Supplied material ->

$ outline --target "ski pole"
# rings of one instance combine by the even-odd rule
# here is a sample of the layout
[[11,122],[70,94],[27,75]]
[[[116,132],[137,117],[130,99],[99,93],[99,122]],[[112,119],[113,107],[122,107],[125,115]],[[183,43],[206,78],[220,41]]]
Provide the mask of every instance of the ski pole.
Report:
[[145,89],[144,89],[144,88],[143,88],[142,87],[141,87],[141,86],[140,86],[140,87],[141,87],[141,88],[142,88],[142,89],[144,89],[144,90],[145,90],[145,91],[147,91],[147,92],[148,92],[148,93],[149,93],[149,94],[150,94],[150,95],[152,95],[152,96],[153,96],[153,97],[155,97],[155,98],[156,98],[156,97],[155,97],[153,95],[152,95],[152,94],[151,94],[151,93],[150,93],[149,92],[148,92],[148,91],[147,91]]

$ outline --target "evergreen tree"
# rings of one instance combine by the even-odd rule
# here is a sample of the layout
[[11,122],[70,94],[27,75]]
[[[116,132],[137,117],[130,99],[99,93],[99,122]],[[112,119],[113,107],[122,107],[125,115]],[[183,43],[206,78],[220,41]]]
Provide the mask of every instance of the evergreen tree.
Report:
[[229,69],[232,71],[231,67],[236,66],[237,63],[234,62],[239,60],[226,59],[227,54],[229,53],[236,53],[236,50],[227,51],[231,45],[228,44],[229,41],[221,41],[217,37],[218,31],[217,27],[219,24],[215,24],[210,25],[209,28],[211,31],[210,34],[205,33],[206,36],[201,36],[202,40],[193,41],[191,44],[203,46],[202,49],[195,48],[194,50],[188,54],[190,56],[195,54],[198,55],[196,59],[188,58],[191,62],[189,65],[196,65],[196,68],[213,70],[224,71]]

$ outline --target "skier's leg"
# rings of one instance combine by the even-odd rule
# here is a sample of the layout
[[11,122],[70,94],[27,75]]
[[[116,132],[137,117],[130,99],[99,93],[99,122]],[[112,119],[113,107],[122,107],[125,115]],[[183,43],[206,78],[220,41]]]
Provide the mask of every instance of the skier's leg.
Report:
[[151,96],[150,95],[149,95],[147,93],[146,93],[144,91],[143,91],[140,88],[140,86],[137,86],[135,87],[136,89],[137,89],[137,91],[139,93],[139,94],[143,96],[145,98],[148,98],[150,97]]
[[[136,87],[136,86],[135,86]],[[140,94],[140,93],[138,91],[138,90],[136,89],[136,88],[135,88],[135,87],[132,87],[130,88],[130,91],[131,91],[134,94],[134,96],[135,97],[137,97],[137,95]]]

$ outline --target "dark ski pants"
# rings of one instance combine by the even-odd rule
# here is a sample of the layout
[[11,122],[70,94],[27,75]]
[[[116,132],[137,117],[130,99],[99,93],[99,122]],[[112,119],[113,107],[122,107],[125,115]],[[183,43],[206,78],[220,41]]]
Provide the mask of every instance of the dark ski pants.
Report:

Aim ->
Using the material above, print every entry exactly as written.

Written answer ->
$ outline --target "ski pole"
# rings of one instance combine by the even-odd rule
# here is a sample of the layout
[[11,122],[70,94],[27,75]]
[[[116,132],[137,117],[130,99],[99,93],[99,122]],[[112,119],[113,107],[122,107],[125,115]],[[183,43],[206,78],[220,41]]]
Provide the mask of every instance of the ski pole.
Report:
[[145,89],[144,89],[144,88],[143,88],[142,87],[141,87],[141,86],[140,86],[140,87],[141,87],[141,88],[142,88],[142,89],[144,89],[144,90],[145,90],[145,91],[147,91],[147,92],[148,92],[148,93],[149,93],[149,94],[150,94],[150,95],[152,95],[152,96],[153,96],[153,97],[155,97],[155,98],[156,98],[156,97],[155,97],[153,95],[152,95],[152,94],[151,94],[151,93],[150,93],[149,92],[148,92],[148,91],[147,91]]

$ outline --target "evergreen tree"
# rings of one instance combine by the even-odd rule
# here is a sample of the layout
[[11,122],[70,94],[27,75]]
[[[116,132],[137,117],[130,99],[99,93],[99,122]],[[112,119],[113,107],[122,107],[125,115]],[[183,43],[206,78],[220,41]]]
Provide the mask of every instance of the evergreen tree.
Report:
[[229,69],[232,71],[231,67],[236,66],[237,63],[234,62],[239,60],[226,59],[227,54],[229,53],[236,53],[236,50],[227,51],[231,45],[228,44],[229,41],[221,41],[217,37],[218,31],[217,27],[219,24],[215,24],[210,25],[209,28],[211,31],[210,34],[205,33],[206,36],[201,36],[202,40],[193,41],[191,44],[203,46],[202,49],[195,48],[194,50],[188,54],[190,56],[195,54],[198,55],[196,59],[188,58],[191,62],[189,65],[196,65],[196,68],[213,70],[224,71]]

$ outline --target "skier's leg"
# rings of one instance combine by the even-odd rule
# here is a sample of the layout
[[11,122],[70,94],[27,75]]
[[[116,132],[137,117],[130,99],[99,93],[99,122]],[[112,119],[113,107],[122,107],[125,115]],[[183,43],[206,78],[220,41]]]
Provide the mask of every instance of the skier's leg.
Report:
[[151,96],[150,95],[149,95],[147,93],[146,93],[144,91],[143,91],[140,88],[140,86],[137,86],[135,87],[136,89],[137,89],[137,91],[139,93],[139,94],[143,96],[145,98],[148,98],[150,97]]
[[[136,87],[136,86],[135,86]],[[140,94],[140,93],[138,91],[138,90],[136,89],[136,88],[135,88],[135,87],[132,87],[130,88],[130,91],[131,91],[134,94],[134,96],[135,97],[137,97],[137,95]]]

$ outline --target "dark ski pants"
# rings of one instance combine by the even-odd rule
# here is a sample of the layout
[[11,122],[70,94],[27,75]]
[[[116,132],[137,117],[130,99],[99,93],[99,122]],[[112,119],[113,107],[122,107],[125,115]],[[183,43],[206,78],[220,41]]]
Provide the mask of every instance of the dark ski pants.
Report:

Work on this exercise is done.